Task
Each line of the entries below that holds "chimney" is needed, copied in full.

Dataset records
= = = = =

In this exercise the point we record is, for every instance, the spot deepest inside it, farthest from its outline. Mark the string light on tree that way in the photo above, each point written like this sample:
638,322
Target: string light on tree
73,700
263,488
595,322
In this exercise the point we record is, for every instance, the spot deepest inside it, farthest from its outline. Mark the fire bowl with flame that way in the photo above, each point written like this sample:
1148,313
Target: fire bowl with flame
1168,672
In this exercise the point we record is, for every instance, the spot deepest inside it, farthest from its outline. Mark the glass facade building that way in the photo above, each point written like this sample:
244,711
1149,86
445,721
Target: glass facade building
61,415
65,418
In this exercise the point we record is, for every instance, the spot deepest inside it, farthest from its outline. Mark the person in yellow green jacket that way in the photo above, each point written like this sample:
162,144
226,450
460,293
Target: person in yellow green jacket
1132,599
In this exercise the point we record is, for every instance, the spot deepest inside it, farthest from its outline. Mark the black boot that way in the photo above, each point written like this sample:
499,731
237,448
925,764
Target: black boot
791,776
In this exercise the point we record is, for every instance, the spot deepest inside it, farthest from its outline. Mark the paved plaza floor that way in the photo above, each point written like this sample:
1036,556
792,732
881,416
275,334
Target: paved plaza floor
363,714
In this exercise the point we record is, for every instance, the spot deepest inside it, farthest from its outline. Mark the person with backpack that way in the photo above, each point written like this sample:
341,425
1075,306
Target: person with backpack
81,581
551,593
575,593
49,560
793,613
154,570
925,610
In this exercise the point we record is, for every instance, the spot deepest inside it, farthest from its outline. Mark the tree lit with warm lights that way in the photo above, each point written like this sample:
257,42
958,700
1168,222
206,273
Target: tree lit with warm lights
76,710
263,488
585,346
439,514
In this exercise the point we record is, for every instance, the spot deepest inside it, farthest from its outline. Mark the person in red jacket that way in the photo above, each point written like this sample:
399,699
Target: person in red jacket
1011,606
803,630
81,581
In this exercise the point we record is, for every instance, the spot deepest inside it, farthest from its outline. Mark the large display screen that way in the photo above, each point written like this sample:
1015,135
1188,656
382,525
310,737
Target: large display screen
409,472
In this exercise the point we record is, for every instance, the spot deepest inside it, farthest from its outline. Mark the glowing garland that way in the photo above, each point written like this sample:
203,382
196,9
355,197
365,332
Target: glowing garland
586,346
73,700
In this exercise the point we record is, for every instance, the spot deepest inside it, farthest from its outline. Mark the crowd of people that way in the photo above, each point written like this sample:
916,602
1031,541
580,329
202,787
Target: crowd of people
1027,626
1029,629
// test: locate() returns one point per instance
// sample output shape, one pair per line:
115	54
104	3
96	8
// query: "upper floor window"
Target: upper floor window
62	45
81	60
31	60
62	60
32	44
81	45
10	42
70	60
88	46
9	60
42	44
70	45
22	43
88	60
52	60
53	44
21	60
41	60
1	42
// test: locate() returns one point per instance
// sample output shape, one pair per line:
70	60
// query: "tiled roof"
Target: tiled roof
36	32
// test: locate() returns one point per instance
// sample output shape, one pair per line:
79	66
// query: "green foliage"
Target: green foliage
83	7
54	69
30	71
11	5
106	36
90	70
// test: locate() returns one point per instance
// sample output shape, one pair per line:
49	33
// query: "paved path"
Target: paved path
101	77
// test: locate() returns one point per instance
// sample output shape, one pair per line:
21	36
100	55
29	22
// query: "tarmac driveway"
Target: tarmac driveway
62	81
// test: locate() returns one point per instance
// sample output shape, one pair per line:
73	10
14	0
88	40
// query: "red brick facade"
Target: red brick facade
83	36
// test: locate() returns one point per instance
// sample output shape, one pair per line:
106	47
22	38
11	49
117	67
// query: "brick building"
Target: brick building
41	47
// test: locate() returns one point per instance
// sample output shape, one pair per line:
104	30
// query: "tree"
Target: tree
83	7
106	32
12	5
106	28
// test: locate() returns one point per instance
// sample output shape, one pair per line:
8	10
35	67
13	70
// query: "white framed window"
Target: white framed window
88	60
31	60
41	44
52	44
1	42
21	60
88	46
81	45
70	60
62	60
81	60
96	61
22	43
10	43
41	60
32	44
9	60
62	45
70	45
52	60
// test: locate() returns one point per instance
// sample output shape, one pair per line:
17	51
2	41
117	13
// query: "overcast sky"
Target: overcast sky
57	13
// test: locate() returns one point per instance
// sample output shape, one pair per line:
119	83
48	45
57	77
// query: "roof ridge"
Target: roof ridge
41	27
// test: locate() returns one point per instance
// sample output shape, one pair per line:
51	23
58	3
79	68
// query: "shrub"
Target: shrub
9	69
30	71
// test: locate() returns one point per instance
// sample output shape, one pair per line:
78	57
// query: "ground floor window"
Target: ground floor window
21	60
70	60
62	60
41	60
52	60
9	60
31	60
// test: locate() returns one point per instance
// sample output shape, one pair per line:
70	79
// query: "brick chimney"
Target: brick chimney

= = = = =

Output for this exercise
// query: "brick chimney"
Target: brick chimney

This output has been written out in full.